A doença do enxerto contra o hospedeiro (DECH) é uma das complicações mais graves e temidas após um transplante alogénico de células estaminais hematopoiéticas. Esta condição, que pode ser tanto aguda (aDECH) quanto crónica (cDECH), representa um grande desafio para a medicina, devido à sua elevada mortalidade e aos impactos significativos na qualidade de vida dos doentes. Tradicionalmente, a profilaxia da DECH envolve a utilização de medicamentos imunossupressores, que, embora eficazes em alguns casos, frequentemente apresentam efeitos adversos graves e nem sempre previnem/tratam a doença.
Recentemente, um ensaio clínico de fase 2 publicado na revista científica JAMA Oncology demonstrou resultados promissores na prevenção da cDECH após transplante de células estaminais hematopoiéticas haploidênticas, (isto é, de células estaminais hematopoiéticas provenientes de familiares próximos) recorrendo à administração de células estaminais mesenquimais (MSCs) do tecido do cordão umbilical.
Neste estudo, os doentes foram divididos em dois grupos: um recebeu infusões repetidas de MSCs do tecido do cordão umbilical nos primeiros 100 dias após o transplante, enquanto o grupo controlo seguiu a profilaxia convencional. As infusões de MSCs, iniciadas 45 dias após o transplante e administradas a cada duas semanas, mostraram-se eficazes na redução da incidência e gravidade tanto da cDECH quanto da aDECH, sem alterar a taxa de recaída de leucemia relativamente ao grupo controlo.
Os resultados revelaram que os doentes que receberam MSCs do tecido do cordão umbilical apresentaram melhores taxas de sobrevivência livre de DECH e de recaída da leucemia, evidenciando que as MSCs podem regular a resposta imunológica sem os efeitos adversos comuns aos tratamentos imunossupressores tradicionais.

### PERGUNTAS
1. Reproduza fielmente o trecho do texto sobre a doença do enxerto contra o hospedeiro que vai de "Os resultados revelaram" até "tratamentos imunossupressores tradicionais.".
2. Responda, com base no texto sobre a doença do enxerto contra o hospedeiro:
(a) Que tipo de medicamentos envolve tradicionalmente a profilaxia da DECH?
(b) Em que revista científica foi publicado o ensaio clínico de fase 2?
(c) Quantos dias após o transplante foram iniciadas as infusões de MSCs?
3. Continue o texto sobre a doença do enxerto contra o hospedeiro a partir da última frase apresentada.
Os itens apresentados a seguir têm outra origem.

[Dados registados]
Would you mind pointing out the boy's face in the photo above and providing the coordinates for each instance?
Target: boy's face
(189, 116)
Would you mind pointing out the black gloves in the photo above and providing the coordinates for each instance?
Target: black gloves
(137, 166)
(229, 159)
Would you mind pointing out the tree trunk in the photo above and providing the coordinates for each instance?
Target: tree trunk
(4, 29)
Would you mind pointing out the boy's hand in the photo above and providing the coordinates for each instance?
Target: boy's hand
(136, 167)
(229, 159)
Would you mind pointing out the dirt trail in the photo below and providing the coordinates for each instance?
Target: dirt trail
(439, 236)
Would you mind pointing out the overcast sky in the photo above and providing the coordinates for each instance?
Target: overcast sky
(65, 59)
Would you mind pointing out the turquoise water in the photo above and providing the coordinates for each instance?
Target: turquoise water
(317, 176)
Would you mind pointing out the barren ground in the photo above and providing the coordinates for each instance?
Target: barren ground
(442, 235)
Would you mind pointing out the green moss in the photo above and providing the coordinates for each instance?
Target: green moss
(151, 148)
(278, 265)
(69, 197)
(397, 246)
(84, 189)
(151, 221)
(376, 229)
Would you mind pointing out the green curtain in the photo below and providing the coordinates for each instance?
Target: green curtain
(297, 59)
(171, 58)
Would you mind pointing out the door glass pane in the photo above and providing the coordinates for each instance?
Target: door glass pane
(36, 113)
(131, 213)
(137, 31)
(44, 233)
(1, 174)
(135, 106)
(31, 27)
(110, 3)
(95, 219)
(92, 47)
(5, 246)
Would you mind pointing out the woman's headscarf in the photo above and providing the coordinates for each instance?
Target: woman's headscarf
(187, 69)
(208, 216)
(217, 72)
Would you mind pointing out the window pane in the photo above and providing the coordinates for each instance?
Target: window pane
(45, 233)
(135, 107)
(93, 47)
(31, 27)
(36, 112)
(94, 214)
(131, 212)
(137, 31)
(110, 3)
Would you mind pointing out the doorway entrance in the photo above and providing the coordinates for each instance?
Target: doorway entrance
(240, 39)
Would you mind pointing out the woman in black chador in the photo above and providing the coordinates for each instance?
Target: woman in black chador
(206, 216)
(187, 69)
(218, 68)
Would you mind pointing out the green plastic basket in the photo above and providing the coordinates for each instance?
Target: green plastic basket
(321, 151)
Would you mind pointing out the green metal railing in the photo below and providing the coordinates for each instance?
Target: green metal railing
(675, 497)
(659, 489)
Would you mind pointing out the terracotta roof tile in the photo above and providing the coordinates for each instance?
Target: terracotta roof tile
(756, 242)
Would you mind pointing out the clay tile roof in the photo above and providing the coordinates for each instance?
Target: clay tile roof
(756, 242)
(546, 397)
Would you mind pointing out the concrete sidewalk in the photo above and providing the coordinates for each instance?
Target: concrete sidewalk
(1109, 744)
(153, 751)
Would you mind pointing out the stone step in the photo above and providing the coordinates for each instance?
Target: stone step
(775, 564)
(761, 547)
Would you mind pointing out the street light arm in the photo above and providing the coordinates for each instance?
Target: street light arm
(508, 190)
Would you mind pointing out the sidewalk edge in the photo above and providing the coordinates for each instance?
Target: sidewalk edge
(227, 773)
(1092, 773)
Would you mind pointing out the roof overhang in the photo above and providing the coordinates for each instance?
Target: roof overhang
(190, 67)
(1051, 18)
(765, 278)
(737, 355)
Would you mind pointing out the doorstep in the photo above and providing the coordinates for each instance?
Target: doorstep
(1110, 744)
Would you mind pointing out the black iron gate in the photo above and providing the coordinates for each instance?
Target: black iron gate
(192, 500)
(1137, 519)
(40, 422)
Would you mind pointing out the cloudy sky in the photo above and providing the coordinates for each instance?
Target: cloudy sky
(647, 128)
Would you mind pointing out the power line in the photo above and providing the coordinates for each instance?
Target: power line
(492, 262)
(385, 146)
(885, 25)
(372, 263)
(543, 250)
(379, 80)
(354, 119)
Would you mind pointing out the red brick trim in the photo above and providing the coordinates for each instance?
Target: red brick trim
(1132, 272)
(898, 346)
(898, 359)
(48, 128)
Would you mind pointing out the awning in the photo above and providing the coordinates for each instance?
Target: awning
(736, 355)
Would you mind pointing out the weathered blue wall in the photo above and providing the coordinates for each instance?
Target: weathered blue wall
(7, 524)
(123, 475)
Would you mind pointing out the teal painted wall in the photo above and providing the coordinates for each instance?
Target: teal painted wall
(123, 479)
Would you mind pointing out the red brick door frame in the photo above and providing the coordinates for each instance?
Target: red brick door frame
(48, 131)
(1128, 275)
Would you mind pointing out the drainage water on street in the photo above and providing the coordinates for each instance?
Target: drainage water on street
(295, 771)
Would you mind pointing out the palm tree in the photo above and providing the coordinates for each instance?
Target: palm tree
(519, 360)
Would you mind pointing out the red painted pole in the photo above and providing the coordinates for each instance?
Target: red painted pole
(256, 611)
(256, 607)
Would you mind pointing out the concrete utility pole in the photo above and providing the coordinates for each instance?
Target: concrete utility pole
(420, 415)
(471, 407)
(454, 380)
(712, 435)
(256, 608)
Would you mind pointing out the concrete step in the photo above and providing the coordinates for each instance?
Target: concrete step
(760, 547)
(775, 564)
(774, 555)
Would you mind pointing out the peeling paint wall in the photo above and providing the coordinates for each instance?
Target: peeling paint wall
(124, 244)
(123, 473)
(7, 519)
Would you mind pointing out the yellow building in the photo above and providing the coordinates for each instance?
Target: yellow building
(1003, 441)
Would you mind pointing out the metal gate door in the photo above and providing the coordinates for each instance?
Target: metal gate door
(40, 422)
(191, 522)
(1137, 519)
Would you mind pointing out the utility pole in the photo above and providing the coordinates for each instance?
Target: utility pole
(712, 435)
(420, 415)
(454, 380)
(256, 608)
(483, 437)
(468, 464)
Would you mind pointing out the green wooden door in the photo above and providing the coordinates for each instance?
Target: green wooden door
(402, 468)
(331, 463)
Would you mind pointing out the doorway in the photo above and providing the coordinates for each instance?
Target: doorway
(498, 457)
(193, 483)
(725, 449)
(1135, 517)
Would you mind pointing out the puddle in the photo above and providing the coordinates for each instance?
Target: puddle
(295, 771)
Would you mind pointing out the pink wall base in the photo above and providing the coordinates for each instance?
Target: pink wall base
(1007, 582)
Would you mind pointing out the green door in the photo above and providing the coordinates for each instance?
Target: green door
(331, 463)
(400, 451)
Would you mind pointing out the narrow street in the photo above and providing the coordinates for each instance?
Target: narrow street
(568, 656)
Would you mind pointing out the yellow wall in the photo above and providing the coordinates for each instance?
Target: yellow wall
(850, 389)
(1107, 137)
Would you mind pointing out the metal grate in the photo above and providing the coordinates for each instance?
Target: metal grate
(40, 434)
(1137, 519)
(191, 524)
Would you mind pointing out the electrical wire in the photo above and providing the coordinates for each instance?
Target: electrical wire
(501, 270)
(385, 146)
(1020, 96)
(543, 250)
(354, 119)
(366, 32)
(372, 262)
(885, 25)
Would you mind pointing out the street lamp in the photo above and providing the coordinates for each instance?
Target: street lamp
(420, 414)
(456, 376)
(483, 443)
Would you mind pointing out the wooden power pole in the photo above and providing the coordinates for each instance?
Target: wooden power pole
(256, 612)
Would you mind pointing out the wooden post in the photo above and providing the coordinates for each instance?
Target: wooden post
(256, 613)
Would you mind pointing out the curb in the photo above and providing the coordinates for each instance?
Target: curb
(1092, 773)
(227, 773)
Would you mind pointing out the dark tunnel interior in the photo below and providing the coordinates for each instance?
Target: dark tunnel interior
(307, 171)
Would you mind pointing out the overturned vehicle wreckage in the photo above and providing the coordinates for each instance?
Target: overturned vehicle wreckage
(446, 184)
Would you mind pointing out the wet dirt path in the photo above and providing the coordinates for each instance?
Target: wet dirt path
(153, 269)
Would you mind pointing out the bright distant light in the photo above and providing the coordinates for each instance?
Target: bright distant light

### RESPOSTAS
1.
Os resultados revelaram que os doentes que receberam MSCs do tecido do cordão umbilical apresentaram melhores taxas de sobrevivência livre de DECH e de recaída da leucemia, evidenciando que as MSCs podem regular a resposta imunológica sem os efeitos adversos comuns aos tratamentos imunossupressores tradicionais.

2.
(a) Medicamentos imunossupressores.
(b) Na JAMA Oncology.
(c) 45 dias.

3.
A introdução das células estaminais mesenquimais como uma estratégia preventiva representa uma potencial mudança de paradigma no tratamento pós-transplante. As MSCs, com a sua capacidade de modular a resposta imunológica, oferecem uma abordagem mais direcionada e menos tóxica, o que é crucial para melhorar a qualidade de vida dos doentes e aumentar a taxa de sobrevivência.
São necessários mais estudos para confirmar a eficácia a longo prazo desta terapia, no entanto o sucesso deste e de outros ensaios clínicos pode contribuir para a disponibilização deste tipo de terapia no contexto da DECH.
Solange Craveiro
Técnica Superior de Laboratório
Referências:
- Cleveland Clinic, “Graft-vs-Host Disease: An Overview in Bone Marrow Transplant”
- National Cancer Institute, “Haploidentical Donor”
- Huang, R. et al., “Mesenchymal Stem Cells for Prophylaxis of Chronic Graft-vs-Host Disease After Haploidentical Hematopoietic Stem Cell Transplant,” JAMA Oncology, 2024.